**STATED PROBLEM**
Restate the entries below verbatim.
— begin —
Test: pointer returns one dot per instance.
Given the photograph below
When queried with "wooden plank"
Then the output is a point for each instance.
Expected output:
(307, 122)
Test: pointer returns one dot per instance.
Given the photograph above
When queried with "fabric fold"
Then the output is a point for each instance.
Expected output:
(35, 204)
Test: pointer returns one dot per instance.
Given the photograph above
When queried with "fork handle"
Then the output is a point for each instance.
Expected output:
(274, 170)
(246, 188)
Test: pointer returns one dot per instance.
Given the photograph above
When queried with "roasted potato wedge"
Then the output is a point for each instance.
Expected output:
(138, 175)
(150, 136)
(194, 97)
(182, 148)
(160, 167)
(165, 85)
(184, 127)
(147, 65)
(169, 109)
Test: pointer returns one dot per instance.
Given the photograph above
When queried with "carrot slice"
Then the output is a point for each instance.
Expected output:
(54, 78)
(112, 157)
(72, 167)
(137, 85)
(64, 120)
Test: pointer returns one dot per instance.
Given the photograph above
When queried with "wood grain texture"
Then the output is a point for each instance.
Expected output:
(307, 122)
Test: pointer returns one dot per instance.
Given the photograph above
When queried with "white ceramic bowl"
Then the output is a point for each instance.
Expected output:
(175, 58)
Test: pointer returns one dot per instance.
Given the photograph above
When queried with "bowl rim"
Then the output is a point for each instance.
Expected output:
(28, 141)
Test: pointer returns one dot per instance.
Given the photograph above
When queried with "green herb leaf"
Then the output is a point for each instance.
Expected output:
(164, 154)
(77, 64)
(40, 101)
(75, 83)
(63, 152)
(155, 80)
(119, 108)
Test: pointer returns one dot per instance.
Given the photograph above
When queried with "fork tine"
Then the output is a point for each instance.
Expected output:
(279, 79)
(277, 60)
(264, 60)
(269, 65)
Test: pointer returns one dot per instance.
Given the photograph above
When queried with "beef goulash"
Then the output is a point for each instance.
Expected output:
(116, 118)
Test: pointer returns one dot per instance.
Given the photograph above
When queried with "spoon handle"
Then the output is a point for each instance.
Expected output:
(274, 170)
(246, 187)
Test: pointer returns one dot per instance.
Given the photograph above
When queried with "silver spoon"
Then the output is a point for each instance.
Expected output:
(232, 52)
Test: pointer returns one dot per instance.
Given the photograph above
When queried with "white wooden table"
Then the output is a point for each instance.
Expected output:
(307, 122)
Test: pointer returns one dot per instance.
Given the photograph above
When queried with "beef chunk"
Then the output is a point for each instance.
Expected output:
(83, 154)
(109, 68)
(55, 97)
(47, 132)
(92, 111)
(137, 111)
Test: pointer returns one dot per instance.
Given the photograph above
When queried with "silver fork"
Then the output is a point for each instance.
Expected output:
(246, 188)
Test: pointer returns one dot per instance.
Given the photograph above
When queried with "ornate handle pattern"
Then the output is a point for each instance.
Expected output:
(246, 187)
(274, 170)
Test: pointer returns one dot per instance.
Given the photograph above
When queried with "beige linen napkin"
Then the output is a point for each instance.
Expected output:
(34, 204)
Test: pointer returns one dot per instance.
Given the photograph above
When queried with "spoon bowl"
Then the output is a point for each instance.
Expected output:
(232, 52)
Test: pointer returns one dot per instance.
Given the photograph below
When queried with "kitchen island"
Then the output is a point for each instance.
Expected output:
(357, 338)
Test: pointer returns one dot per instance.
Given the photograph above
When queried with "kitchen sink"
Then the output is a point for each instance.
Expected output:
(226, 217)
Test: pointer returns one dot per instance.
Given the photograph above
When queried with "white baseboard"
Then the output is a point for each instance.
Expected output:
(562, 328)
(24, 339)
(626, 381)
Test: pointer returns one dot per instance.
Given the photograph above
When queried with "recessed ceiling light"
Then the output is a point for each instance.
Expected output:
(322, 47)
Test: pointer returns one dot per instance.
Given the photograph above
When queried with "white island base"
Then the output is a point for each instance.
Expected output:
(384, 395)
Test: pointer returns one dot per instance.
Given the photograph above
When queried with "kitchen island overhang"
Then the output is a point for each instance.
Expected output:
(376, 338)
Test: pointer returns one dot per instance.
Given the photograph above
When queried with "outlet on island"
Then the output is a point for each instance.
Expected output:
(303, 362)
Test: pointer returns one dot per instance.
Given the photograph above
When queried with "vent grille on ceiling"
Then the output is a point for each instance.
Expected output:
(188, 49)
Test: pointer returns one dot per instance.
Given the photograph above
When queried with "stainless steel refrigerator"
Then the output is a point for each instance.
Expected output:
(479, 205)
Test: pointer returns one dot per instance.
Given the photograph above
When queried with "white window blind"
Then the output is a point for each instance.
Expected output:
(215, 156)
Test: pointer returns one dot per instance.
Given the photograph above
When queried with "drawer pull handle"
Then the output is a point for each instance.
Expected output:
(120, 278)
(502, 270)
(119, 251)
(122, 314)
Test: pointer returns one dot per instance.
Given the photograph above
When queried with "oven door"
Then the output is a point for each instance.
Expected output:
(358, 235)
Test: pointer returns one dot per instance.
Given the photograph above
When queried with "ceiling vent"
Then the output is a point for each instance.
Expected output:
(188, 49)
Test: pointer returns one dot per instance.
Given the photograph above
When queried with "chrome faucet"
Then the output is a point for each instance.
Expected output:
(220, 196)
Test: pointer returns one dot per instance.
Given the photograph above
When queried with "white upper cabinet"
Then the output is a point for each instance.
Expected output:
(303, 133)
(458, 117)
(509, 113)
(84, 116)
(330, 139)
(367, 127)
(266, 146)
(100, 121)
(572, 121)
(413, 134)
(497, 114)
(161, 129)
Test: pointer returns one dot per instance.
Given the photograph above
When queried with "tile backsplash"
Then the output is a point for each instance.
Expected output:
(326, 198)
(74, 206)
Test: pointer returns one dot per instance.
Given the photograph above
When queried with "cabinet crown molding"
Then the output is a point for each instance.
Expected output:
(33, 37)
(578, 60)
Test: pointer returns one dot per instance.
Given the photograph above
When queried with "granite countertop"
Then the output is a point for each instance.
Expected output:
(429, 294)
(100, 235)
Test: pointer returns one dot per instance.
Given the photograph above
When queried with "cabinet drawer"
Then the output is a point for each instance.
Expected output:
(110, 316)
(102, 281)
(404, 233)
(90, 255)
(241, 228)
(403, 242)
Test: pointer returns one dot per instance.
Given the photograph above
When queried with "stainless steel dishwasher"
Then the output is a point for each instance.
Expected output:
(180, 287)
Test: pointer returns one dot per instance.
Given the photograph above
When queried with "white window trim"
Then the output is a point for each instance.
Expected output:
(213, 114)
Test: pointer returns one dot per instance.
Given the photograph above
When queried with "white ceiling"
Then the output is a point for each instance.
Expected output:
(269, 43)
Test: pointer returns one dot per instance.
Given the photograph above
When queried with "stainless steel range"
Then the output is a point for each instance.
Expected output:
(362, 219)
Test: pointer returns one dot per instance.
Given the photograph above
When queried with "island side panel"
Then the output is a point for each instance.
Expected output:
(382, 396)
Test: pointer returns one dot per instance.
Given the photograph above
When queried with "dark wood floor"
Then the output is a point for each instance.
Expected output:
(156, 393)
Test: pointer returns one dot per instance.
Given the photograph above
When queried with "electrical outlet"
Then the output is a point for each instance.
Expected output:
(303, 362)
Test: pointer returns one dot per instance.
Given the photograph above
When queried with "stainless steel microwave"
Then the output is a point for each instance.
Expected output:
— end —
**SOLUTION FOR THIS PROBLEM**
Test: pointer returns one dot per instance.
Given the photograph below
When queried with "wooden plank"
Then the output is a point for each instance.
Expected output:
(307, 122)
Test: pointer returns one dot per instance.
Given the photograph above
When queried with "fabric fold"
Then the output is a point for each instance.
Expected output:
(35, 204)
Test: pointer returns one dot per instance.
Given the photograph above
When queried with "fork handle"
Then the output is a point for each instance.
Expected output:
(274, 170)
(246, 188)
Test: pointer returns one dot per instance.
Given the photograph above
When queried with "roasted potato wedge"
Then the output is a point for each instance.
Expected output:
(138, 175)
(150, 136)
(194, 97)
(182, 148)
(160, 167)
(165, 85)
(184, 127)
(147, 65)
(169, 109)
Test: pointer returns one dot per instance.
Given the photograph above
When queried with "carrot slice"
Then the output is a point for each instance.
Expected output:
(54, 78)
(112, 157)
(72, 167)
(137, 85)
(64, 120)
Test: pointer returns one dot per instance.
Given the photograph above
When queried with "wood grain texture"
Then the output is a point for each instance.
Expected output:
(307, 122)
Test: pointer returns one dot per instance.
Given the photograph above
When queried with "white ceramic bowl"
Then the output is a point for each instance.
Expected output:
(175, 58)
Test: pointer returns one dot per instance.
Given the photograph above
When queried with "bowl rim"
Then the output is a point for each instance.
Expected output:
(28, 141)
Test: pointer returns one dot per instance.
Given the photograph above
When queried with "green herb leaf"
Then the output is a point for each instance.
Expected output:
(164, 154)
(77, 64)
(40, 101)
(75, 83)
(63, 152)
(155, 80)
(119, 108)
Test: pointer returns one dot per instance.
Given the photograph above
When queried with "fork tine"
Then the output is a point for each instance.
Expected output:
(279, 79)
(277, 60)
(264, 60)
(269, 65)
Test: pointer returns one dot per instance.
Given the photograph above
When queried with "beef goulash"
Then the output is a point for each instance.
Expected output:
(116, 118)
Test: pointer returns one dot per instance.
Given the photograph above
When queried with "spoon handle"
Then the output is a point for each instance.
Expected output:
(274, 170)
(246, 187)
Test: pointer returns one dot per instance.
Given the photograph above
When queried with "silver spoon"
Then the output is a point for each instance.
Expected output:
(232, 52)
Test: pointer returns one dot per instance.
Given the photograph above
When queried with "white wooden table"
Then the output is a point for each instance.
Expected output:
(307, 122)
Test: pointer returns one dot per instance.
Given the photograph above
When queried with "beef chunk"
Then the output is a point for each instance.
Expected output:
(83, 154)
(109, 68)
(55, 97)
(47, 132)
(92, 111)
(137, 111)
Test: pointer returns one dot per instance.
Given the photograph above
When queried with "silver fork"
Then the output is a point for each instance.
Expected output:
(246, 188)
Test: pointer returns one dot per instance.
Given the photograph above
When queried with "ornate handle pattern"
Then the output is a point for each instance.
Expected output:
(246, 187)
(274, 170)
Test: pointer returns one dot per instance.
Given the photograph above
When queried with "beige linen napkin"
Then the output is a point for each instance.
Expected output:
(34, 204)
Test: pointer returns one dot per instance.
Given the photograph above
When queried with "spoon bowl"
Then the output is a point for each instance.
Expected output:
(232, 52)
Test: pointer returns one dot per instance.
Given the photograph below
When queried with "kitchen island"
Then the output is a point for each instance.
Expected output:
(357, 338)
Test: pointer returns one dot per instance.
Given the photograph above
When queried with "kitchen sink"
Then the output is a point for each instance.
Expected output:
(226, 217)
Test: pointer returns one dot per instance.
Given the photograph above
When queried with "white baseboard"
Then the output is a point for each instance.
Expected output:
(562, 328)
(24, 339)
(626, 381)
Test: pointer returns one dot per instance.
Given the photograph above
When queried with "recessed ceiling light"
Then the output is a point for each instance.
Expected output:
(322, 47)
Test: pointer returns one dot per instance.
Given the photograph above
When queried with "white island base"
Then the output is a point for each instance.
Expected output:
(384, 395)
Test: pointer returns one dot per instance.
Given the photograph above
When queried with "kitchen island overhang"
Then the output is a point for each instance.
Expected output:
(376, 338)
Test: pointer returns one dot per instance.
Given the photograph above
When queried with "outlet on island"
Then the output is a point for each instance.
Expected output:
(303, 362)
Test: pointer returns one dot per instance.
Given the photograph above
When queried with "vent grille on ceiling"
Then the output is a point for each instance.
Expected output:
(188, 49)
Test: pointer returns one dot per instance.
Given the photograph above
When queried with "stainless steel refrigerator"
Then the output is a point for each instance.
Expected output:
(479, 205)
Test: pointer returns one dot per instance.
Given the photograph above
When queried with "white window blind"
Then the output is a point for each instance.
Expected output:
(215, 156)
Test: pointer returns one dot per instance.
Given the photograph above
When queried with "drawer pull handle"
Then the output is a point for each instance.
Expected output:
(120, 278)
(502, 270)
(119, 251)
(122, 314)
Test: pointer returns one dot per instance.
Given the photograph above
When queried with "oven door"
Then the output is a point for each instance.
Expected output:
(358, 235)
Test: pointer returns one dot per instance.
Given the photograph above
When queried with "ceiling vent"
Then the output is a point for each instance.
Expected output:
(188, 49)
Test: pointer returns one dot per instance.
Given the photograph above
When queried with "chrome faucet"
Then the output is a point for each instance.
Expected output:
(220, 196)
Test: pointer returns one dot per instance.
Given the photograph above
When queried with "white upper cabinet"
Then the output is a point for each instance.
Expected output:
(303, 133)
(458, 117)
(509, 113)
(84, 116)
(330, 139)
(367, 127)
(266, 146)
(100, 121)
(572, 121)
(413, 134)
(497, 114)
(161, 129)
Test: pointer returns one dot per instance.
Given the photograph above
When queried with "tile backsplash"
Then the output is a point for each instance.
Expected output:
(326, 198)
(74, 206)
Test: pointer returns one dot per instance.
Given the photograph above
When queried with "cabinet crown molding"
Then the output is a point for each instance.
Expected output:
(33, 37)
(578, 60)
Test: pointer returns one dot per instance.
Given the photograph above
When queried with "granite countertop"
Then the output is a point for each instance.
Expected output:
(429, 294)
(100, 235)
Test: pointer returns one dot per instance.
Given the photograph above
When queried with "cabinet drawer"
Then the output is a point for each instance.
Expected output:
(110, 316)
(102, 281)
(404, 233)
(90, 255)
(241, 228)
(403, 242)
Test: pointer returns one dot per instance.
Given the photograph above
When queried with "stainless steel dishwasher"
Then the output is a point for each instance.
Expected output:
(180, 287)
Test: pointer returns one dot per instance.
Given the photograph above
When queried with "white window trim"
Then the output is a point for each instance.
Expected output:
(213, 114)
Test: pointer returns one dot per instance.
Given the photograph above
When queried with "white ceiling"
Then the output is a point for each instance.
Expected output:
(269, 43)
Test: pointer returns one dot per instance.
Given the photograph above
When queried with "stainless steel range"
Then the output is a point for each instance.
Expected output:
(362, 219)
Test: pointer returns one dot per instance.
Given the photograph above
When queried with "island side panel"
Then the output is a point for each instance.
Expected output:
(382, 396)
Test: pointer returns one dot per instance.
Given the photograph above
When queried with "dark wood floor"
Then the output is a point for each instance.
Expected output:
(156, 393)
Test: pointer returns one dot per instance.
Given the photograph above
When queried with "electrical outlet"
Then the output is a point for each instance.
Expected output:
(303, 362)
Test: pointer returns one dot per instance.
Given the photograph above
When queried with "stainless steel microwave"
Then the output is a point for each instance.
Expected output:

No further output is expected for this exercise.